The following insights were originally presented in a keynote at the AASCU Symposium for Provosts: Transforming Academic Program Evaluation & Management.
I want to share the many reasons you can’t grow, why you must grow, and how to grow despite all the headwinds.
Let’s start with headwinds, barriers, obstacles, slings, and arrows. There are a hundred and one reasons why higher education in general and your college are doomed. You might be disrupted, “goldilocksed,” “cliffed,” out-competed, bad-mouthed, or just plain stuck in the mud. Let’s consider a few of these pessimistic prognostications.
First up is disruptive competition. Clayton Christensen’s research on competition in the business world showed that disruptors have been quite successful. Disruptors offer low-cost solutions that meet customers’ core requirements without offering all the bells and whistles. Some years ago, Christensen laid out a compelling argument that traditional higher education institutions, especially small private institutions, would be “disrupted” by lower-cost, more convenient forms of higher education.
Eight-hundred and sixty one colleges (and almost 9,500 campuses) have closed since 2004. However, the primary cause was not disruption; it was regulation. 78% of closed colleges were for-profits, shut down by the DOE. Non-profit colleges have closed, but relatively few, and they taught a tiny fraction of US college students.
Some of the biggest disruptors got disrupted. Traditional institutions swallowed them. Purdue bought Kaplan University. The University of Idaho is buying the University of Phoenix. Harvard and MIT sold their disruptor (EdX) to 2U.
Why haven’t the disruptors won? Well, they still might. On the other hand, college is a highly local service, with most students attending a college within 100 miles of their home. Students still want a college experience: not just classes, but a chance to get out of mom’s basement, go to bowl games and parties, make friends, and enjoy the status that still comes with a degree from a traditional university. Regulators have also put the brakes on the disruptors, including online for-profits and, more recently, OPMs.
Have we been “cliffed” – sideswiped by a failure of Gen X to procreate? Not really. The much-hyped demographic cliff is more like a molehill, a 1% annual decline in college-age students, which only explains a small part of the 5-9% declines experienced by many institutions. The purported demographic decline in traditional-age students is small compared to the non-traditional student demographic: over 40 million people with some college credits but no degree. The Cliff also assumed that enrollments by ethnicity would remain constant. They did not. For the fastest-growing demographic in the US, Hispanics, college attendance has increased dramatically. In 2010, 14% of Hispanics had a bachelor’s degree. By 2021, 23% had a degree.
Next up: Goldilocks ate our porridge. The “goldilocks economy,” which keeps growing despite rate hikes by the Federal Reserve, competes with higher education. When unemployment is low, enrollment is low. More precisely, the change in unemployment is closely correlated with college enrollment. As the unemployment rate drops, enrollment declines. We are experiencing some of the lowest unemployment rates in my lifetime, which undoubtedly hurts enrollment. This headwind is real; fortunately, it is probably abating thanks to Federal Reserve interest rate increases.
Competition is heating up. The remaining online players are spending hundreds of millions of dollars to attract students from across the country. Chances are, an online college, like SNHU or Western Governors University, spends more on advertising in your local market than you do. However, Gray’s preliminary analysis suggests that rising competition and marketing spending may help you. Medical Assisting provides an interesting case study. Hundreds of for-profit campuses that ran very large Medical Assisting programs were closed by the DoE. I expected that the remaining programs would grow. Completions per institution fell. Competition had created a rising tide of demand that that lifted all ships to a limited extent; when the competition left, students did, too.

Things to do:
• A. Sum up the headwinds excerpt in two sentences.
• B. Write out the part of the headwinds excerpt starting at "Let’s start with" and ending at "of higher education.".
• C. For each statement, say yes or no to whether it agrees with the headwinds excerpt, and quote the words that decide it: (i) Purdue bought Kaplan University. (ii) Most of the colleges that closed since 2004 were non-profits. (iii) In 2021, 14% of Hispanics had a bachelor's degree.

Entries shown:
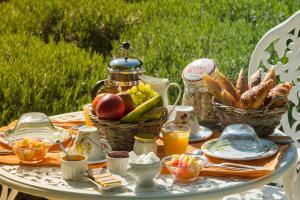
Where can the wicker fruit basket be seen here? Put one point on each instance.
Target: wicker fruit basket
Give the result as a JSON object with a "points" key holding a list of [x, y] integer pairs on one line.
{"points": [[264, 120], [121, 135]]}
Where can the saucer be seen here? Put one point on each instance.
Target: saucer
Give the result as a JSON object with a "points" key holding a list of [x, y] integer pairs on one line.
{"points": [[100, 160], [234, 151], [202, 134]]}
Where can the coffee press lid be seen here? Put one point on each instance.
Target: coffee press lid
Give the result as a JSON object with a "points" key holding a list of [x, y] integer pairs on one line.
{"points": [[126, 64], [194, 71]]}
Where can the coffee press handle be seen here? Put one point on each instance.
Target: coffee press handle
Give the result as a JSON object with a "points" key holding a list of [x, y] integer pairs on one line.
{"points": [[96, 88], [126, 46], [107, 145]]}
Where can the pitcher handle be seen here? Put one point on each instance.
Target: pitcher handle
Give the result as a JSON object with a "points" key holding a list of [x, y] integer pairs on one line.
{"points": [[178, 97], [107, 145]]}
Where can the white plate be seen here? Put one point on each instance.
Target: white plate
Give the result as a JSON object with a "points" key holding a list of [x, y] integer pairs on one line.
{"points": [[231, 152], [202, 134], [124, 183]]}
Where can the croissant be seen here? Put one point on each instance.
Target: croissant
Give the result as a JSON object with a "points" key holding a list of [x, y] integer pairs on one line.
{"points": [[270, 75], [241, 84], [255, 97], [228, 99], [226, 84], [255, 79], [282, 89], [213, 87]]}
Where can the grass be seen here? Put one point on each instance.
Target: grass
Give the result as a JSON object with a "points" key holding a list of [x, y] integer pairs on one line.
{"points": [[51, 53]]}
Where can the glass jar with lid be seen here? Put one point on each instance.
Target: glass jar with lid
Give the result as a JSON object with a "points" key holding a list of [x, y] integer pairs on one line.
{"points": [[145, 143], [195, 92]]}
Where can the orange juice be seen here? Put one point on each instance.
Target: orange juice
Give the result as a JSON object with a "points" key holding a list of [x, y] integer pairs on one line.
{"points": [[176, 138]]}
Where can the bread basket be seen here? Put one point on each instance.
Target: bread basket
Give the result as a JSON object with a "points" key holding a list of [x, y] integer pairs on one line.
{"points": [[121, 135], [263, 120]]}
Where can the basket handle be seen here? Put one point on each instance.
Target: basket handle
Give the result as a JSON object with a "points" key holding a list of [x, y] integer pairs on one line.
{"points": [[273, 100], [163, 117]]}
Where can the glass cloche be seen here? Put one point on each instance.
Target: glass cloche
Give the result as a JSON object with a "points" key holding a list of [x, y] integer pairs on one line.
{"points": [[239, 142], [36, 125]]}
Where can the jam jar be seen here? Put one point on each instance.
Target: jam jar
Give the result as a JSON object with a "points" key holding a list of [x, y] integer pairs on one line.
{"points": [[195, 92]]}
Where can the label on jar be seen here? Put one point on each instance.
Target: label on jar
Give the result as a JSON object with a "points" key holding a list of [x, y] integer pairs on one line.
{"points": [[195, 70]]}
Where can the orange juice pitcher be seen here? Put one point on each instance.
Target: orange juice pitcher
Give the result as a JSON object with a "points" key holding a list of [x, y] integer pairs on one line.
{"points": [[175, 137]]}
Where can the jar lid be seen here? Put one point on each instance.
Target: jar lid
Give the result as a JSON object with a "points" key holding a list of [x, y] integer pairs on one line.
{"points": [[145, 137], [194, 71]]}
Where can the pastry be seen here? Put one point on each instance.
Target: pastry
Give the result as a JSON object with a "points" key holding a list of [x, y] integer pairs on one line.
{"points": [[213, 87], [226, 84], [255, 97], [228, 99], [270, 75], [282, 90], [255, 79], [106, 180], [242, 83]]}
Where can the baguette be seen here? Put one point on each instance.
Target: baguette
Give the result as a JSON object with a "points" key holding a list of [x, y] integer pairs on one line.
{"points": [[255, 97], [282, 89], [242, 84], [255, 79], [226, 84], [228, 99], [213, 87], [270, 75]]}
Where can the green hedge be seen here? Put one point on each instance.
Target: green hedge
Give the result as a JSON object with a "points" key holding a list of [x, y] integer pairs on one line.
{"points": [[89, 24], [50, 78], [52, 52]]}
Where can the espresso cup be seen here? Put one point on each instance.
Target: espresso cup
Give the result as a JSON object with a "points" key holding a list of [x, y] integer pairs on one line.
{"points": [[117, 162], [186, 115], [75, 168]]}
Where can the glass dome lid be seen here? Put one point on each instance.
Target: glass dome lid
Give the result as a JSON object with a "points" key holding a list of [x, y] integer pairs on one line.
{"points": [[35, 125], [241, 137], [239, 142]]}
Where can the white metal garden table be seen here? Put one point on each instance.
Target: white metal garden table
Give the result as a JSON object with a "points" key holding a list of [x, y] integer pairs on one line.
{"points": [[47, 182]]}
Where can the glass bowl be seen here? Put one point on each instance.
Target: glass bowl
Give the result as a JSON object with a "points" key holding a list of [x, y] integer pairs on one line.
{"points": [[241, 137], [184, 172], [35, 125], [30, 150]]}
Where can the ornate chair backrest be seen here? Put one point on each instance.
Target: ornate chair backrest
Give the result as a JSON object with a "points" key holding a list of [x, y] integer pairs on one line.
{"points": [[280, 48]]}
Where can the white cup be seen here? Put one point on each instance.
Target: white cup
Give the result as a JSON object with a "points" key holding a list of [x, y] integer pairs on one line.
{"points": [[186, 115], [117, 165], [75, 168]]}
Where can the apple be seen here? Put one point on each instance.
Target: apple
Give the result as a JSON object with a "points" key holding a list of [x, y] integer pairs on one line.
{"points": [[96, 100], [111, 107]]}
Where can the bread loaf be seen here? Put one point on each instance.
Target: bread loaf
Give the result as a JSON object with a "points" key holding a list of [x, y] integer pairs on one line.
{"points": [[228, 99], [213, 87], [241, 84], [270, 75], [255, 79], [283, 90], [226, 84], [255, 97]]}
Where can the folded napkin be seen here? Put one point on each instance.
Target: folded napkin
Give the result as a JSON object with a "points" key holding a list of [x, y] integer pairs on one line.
{"points": [[268, 164]]}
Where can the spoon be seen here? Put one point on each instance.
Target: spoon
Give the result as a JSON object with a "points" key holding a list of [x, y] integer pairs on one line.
{"points": [[63, 149]]}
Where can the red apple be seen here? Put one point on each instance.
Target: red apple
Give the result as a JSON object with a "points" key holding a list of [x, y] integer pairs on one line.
{"points": [[96, 100], [111, 106]]}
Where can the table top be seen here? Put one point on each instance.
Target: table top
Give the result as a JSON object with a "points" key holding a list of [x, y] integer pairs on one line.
{"points": [[47, 182]]}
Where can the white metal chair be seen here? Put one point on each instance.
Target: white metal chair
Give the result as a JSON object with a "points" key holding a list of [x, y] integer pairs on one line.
{"points": [[280, 48]]}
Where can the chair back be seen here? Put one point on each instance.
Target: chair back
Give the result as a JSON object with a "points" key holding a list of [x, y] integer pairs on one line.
{"points": [[280, 48]]}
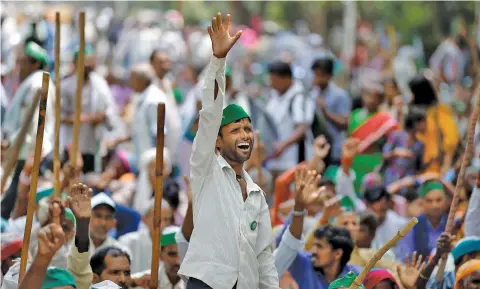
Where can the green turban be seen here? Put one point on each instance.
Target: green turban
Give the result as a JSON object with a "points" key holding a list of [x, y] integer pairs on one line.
{"points": [[168, 236], [232, 113], [57, 277], [36, 52], [428, 187], [345, 282]]}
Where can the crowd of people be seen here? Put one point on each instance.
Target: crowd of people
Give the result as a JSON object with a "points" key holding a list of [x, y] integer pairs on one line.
{"points": [[287, 185]]}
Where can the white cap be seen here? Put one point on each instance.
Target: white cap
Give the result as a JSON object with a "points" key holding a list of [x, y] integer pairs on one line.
{"points": [[102, 199]]}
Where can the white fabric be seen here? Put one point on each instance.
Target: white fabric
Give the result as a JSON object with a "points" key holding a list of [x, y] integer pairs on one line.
{"points": [[144, 126], [17, 112], [285, 121], [223, 248]]}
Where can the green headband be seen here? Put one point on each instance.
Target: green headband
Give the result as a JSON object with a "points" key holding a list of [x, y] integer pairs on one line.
{"points": [[56, 277], [232, 113], [345, 282], [168, 236], [430, 186], [36, 52]]}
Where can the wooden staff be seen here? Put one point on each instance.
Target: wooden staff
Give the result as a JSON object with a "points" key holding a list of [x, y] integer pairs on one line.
{"points": [[78, 99], [36, 166], [157, 209], [258, 147], [379, 254], [56, 153], [14, 150], [461, 175]]}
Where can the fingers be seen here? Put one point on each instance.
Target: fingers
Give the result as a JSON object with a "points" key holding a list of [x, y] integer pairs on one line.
{"points": [[219, 21], [214, 25]]}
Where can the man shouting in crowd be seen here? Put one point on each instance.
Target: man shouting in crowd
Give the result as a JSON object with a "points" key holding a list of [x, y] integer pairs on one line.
{"points": [[230, 244]]}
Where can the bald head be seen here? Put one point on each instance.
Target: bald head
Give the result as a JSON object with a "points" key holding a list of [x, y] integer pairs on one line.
{"points": [[141, 76]]}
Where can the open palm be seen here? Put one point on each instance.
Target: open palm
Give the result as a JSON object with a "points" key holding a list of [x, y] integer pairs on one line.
{"points": [[219, 32]]}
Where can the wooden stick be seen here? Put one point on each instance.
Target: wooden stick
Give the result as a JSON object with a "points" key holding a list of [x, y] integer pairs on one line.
{"points": [[56, 153], [461, 176], [36, 166], [258, 146], [80, 80], [14, 151], [379, 254], [157, 210]]}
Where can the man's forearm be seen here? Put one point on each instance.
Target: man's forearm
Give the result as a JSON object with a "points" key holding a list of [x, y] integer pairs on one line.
{"points": [[82, 240], [33, 279]]}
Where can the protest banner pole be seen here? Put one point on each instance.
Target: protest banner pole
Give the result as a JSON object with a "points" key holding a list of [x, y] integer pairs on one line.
{"points": [[56, 152], [157, 210], [36, 166], [379, 254]]}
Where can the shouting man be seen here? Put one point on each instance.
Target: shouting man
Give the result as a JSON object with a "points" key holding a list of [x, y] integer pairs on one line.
{"points": [[230, 244]]}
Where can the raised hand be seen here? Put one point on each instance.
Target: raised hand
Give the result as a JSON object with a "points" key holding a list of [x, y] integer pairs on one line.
{"points": [[321, 147], [306, 181], [51, 237], [79, 201], [409, 273], [350, 148], [219, 32]]}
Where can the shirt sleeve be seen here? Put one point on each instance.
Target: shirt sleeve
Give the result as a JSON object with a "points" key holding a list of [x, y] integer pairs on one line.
{"points": [[79, 266], [287, 251], [472, 220], [210, 118]]}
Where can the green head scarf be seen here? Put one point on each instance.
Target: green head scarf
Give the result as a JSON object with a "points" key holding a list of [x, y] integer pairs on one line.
{"points": [[57, 277], [36, 52], [430, 186], [232, 113], [345, 282]]}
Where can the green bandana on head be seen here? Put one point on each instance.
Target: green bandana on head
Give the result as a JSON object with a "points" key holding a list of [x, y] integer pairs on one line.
{"points": [[168, 236], [57, 277], [345, 282], [232, 113], [429, 187], [36, 52]]}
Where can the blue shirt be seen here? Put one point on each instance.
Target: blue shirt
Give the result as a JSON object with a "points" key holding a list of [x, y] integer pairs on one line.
{"points": [[337, 101]]}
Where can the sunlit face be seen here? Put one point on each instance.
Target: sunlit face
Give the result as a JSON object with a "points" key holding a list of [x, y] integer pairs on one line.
{"points": [[102, 221], [434, 203], [235, 142], [323, 254], [117, 270], [351, 222], [171, 259]]}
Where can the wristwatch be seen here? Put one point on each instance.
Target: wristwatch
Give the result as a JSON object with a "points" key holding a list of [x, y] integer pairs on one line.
{"points": [[299, 213]]}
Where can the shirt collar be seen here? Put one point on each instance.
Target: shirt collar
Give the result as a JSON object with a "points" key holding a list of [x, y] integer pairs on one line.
{"points": [[251, 186]]}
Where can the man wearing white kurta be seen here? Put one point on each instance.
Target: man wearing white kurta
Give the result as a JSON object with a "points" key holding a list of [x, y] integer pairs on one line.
{"points": [[230, 244], [33, 61]]}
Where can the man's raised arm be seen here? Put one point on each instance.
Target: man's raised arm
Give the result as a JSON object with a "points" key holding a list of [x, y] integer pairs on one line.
{"points": [[212, 97]]}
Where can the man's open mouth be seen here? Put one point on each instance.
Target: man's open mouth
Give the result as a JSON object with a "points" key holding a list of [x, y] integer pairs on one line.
{"points": [[244, 146]]}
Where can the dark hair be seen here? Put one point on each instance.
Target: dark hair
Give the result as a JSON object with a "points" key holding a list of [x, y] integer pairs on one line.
{"points": [[375, 193], [280, 68], [369, 220], [415, 115], [97, 262], [422, 90], [325, 64], [338, 238]]}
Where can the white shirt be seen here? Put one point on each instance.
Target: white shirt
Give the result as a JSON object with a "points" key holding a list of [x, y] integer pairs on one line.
{"points": [[224, 249], [140, 245], [287, 111]]}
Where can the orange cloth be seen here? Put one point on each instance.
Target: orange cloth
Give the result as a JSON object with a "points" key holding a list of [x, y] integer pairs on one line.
{"points": [[442, 115], [466, 270]]}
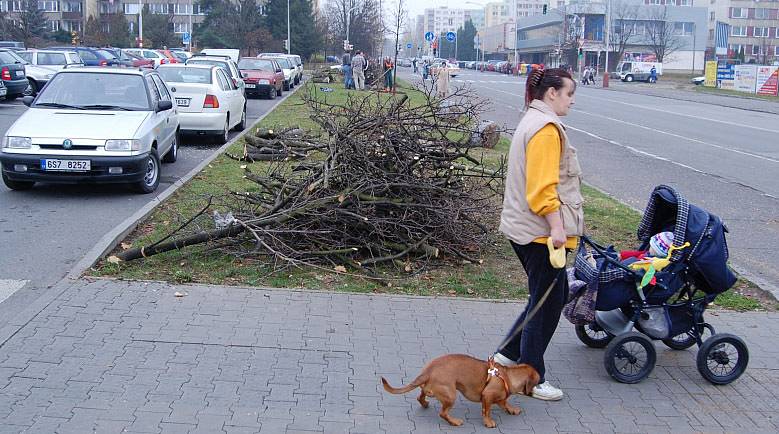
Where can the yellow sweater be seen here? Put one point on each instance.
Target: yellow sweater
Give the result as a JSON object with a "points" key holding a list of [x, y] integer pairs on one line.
{"points": [[543, 175]]}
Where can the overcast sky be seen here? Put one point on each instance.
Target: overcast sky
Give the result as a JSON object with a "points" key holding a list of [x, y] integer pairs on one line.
{"points": [[417, 7]]}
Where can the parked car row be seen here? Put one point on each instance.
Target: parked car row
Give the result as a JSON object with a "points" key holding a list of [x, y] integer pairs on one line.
{"points": [[93, 124]]}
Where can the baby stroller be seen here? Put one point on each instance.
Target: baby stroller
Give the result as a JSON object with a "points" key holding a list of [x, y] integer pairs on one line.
{"points": [[671, 307]]}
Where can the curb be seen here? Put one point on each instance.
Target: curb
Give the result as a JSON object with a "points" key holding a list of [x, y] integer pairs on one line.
{"points": [[110, 240]]}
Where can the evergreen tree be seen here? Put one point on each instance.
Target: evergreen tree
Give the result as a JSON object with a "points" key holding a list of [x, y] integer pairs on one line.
{"points": [[465, 47], [34, 25]]}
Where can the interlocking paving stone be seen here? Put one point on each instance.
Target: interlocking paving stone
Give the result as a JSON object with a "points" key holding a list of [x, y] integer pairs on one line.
{"points": [[113, 356]]}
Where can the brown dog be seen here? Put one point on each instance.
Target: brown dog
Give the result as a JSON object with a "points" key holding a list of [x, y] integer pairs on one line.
{"points": [[478, 381]]}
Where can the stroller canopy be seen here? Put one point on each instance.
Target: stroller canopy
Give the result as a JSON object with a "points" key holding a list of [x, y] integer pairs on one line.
{"points": [[707, 255]]}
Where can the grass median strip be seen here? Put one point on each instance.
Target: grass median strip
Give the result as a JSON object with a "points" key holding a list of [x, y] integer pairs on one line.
{"points": [[499, 276]]}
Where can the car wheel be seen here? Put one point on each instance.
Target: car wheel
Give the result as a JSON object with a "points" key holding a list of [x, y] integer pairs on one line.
{"points": [[151, 177], [17, 185], [173, 153], [224, 136], [241, 125]]}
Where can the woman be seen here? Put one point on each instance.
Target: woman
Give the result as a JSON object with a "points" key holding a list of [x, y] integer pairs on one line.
{"points": [[542, 200], [388, 66]]}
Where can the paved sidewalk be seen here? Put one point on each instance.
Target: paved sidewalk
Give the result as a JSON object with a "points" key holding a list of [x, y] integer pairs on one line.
{"points": [[108, 356]]}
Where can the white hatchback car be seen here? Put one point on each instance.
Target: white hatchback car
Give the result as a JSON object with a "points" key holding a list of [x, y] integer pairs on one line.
{"points": [[209, 102], [93, 125]]}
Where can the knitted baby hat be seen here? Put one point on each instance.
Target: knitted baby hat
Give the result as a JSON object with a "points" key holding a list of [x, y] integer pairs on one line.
{"points": [[660, 243]]}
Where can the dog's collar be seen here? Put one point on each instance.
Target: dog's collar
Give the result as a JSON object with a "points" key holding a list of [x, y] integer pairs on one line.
{"points": [[493, 371]]}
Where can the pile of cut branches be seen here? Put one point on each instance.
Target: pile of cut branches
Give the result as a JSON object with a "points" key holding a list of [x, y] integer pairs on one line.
{"points": [[388, 183]]}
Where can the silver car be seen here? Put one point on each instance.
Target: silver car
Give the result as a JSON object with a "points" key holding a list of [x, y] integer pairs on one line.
{"points": [[93, 125]]}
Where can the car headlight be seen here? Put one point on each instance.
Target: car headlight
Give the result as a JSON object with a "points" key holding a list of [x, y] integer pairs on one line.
{"points": [[13, 142], [123, 145]]}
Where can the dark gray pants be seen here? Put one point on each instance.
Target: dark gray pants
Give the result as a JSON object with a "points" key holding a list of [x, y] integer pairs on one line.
{"points": [[529, 345]]}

Activity answers:
• A. The excerpt, from a keynote at the AASCU Symposium for Provosts, looks at headwinds facing college growth: disruptive competition, the demographic cliff, the "goldilocks economy," and rising competition. It argues that most college closures since 2004 came from regulation rather than disruption, that the demographic cliff is more like a molehill, and that low unemployment hurts enrollment, though this headwind is probably abating.

• B.
Let’s start with headwinds, barriers, obstacles, slings, and arrows. There are a hundred and one reasons why higher education in general and your college are doomed. You might be disrupted, “goldilocksed,” “cliffed,” out-competed, bad-mouthed, or just plain stuck in the mud. Let’s consider a few of these pessimistic prognostications.
First up is disruptive competition. Clayton Christensen’s research on competition in the business world showed that disruptors have been quite successful. Disruptors offer low-cost solutions that meet customers’ core requirements without offering all the bells and whistles. Some years ago, Christensen laid out a compelling argument that traditional higher education institutions, especially small private institutions, would be “disrupted” by lower-cost, more convenient forms of higher education.

• C.
(i) Yes: "Purdue bought Kaplan University."
(ii) No: "78% of closed colleges were for-profits, shut down by the DOE."
(iii) No: "By 2021, 23% had a degree."